Goal of the exercise ->
After reading the data below, copy out every line that contains the word "exterior".

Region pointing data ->
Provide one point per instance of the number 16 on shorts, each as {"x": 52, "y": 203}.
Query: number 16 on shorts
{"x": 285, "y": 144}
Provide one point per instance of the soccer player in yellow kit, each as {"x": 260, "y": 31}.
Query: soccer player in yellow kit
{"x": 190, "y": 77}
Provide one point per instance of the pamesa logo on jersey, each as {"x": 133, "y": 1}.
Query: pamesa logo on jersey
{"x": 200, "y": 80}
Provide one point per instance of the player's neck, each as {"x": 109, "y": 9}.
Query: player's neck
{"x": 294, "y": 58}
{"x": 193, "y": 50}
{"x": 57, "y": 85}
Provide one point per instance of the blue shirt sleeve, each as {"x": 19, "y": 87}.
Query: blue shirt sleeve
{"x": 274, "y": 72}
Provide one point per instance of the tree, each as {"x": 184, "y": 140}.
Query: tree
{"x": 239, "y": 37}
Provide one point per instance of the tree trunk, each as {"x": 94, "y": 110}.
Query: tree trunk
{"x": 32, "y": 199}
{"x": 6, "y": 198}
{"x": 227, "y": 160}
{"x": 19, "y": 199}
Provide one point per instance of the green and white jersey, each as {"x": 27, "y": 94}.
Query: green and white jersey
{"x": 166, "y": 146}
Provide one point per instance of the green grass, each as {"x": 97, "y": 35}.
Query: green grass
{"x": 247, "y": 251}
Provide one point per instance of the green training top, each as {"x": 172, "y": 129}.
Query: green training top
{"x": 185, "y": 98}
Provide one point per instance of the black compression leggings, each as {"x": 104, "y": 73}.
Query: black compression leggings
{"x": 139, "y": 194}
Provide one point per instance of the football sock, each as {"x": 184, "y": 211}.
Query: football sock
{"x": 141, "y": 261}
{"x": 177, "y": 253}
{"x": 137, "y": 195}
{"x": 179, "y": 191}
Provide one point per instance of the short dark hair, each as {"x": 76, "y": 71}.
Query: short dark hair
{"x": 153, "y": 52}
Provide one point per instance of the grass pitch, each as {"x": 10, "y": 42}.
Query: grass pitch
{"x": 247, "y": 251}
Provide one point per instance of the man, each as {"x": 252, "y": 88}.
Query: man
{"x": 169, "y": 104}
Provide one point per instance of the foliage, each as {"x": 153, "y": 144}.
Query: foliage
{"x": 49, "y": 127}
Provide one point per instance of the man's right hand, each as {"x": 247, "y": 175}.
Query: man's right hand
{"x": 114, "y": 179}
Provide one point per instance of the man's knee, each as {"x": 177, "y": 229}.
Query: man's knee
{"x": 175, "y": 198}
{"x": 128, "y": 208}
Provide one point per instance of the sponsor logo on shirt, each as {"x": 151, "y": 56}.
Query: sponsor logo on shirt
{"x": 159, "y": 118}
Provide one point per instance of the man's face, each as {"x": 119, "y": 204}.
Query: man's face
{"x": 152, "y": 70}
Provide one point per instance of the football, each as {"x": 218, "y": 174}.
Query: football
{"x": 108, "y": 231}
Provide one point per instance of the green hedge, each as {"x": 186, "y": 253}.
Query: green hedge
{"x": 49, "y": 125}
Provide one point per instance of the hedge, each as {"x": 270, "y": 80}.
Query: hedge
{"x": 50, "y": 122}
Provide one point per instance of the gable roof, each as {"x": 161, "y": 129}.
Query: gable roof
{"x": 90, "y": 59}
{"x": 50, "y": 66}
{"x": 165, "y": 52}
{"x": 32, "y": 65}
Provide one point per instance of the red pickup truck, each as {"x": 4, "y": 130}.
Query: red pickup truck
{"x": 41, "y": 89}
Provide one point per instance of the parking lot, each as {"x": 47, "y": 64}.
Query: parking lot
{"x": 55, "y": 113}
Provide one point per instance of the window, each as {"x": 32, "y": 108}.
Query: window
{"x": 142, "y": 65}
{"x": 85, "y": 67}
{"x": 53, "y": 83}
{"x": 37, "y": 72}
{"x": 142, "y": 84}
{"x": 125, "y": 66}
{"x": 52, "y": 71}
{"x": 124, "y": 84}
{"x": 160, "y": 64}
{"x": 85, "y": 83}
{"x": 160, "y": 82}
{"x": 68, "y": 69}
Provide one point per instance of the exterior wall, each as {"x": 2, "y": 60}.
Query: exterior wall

Worked solution ->
Provide one point per instance of the exterior wall, each as {"x": 2, "y": 60}.
Query: exterior wall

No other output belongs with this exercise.